▶ [Task statement]: Print every record below exactly as written.

▶ [Excerpt from a dataset]:
####

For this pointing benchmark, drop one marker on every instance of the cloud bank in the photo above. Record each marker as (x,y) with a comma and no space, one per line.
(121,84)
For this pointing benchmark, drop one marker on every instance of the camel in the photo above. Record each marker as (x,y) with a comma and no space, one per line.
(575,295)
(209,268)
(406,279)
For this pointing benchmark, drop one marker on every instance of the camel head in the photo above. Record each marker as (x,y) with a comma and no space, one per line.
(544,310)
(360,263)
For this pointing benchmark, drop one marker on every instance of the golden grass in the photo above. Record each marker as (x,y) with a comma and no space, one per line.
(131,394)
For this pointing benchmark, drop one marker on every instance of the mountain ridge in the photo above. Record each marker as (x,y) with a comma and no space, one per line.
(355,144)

####

▶ [Output below]:
For this pointing benchmark, drop one marker on every instance of the cloud bank in the photo above. Record each marker as (x,y) with a comma and no space, one per line.
(121,84)
For this pointing benchmark, drop one marker on every instance of the camel in the photo above. Record each marker as (x,y) with a comma and no space, one per line.
(575,295)
(209,268)
(406,279)
For this pointing benchmark, drop one marker on every instance of the camel head in the photo above. Record each marker as (x,y) with a comma and no space, one per line.
(544,310)
(360,263)
For this pointing benchmark, drop one marker on every instance of the golden grass in the photo above. Record each marker as (x,y) with a comma and no space, one per line.
(131,394)
For this pointing benchmark, drop one marker on every instance of the mountain ridge in the photo above. Record each marker as (x,y) with a comma and no space, one per line.
(355,144)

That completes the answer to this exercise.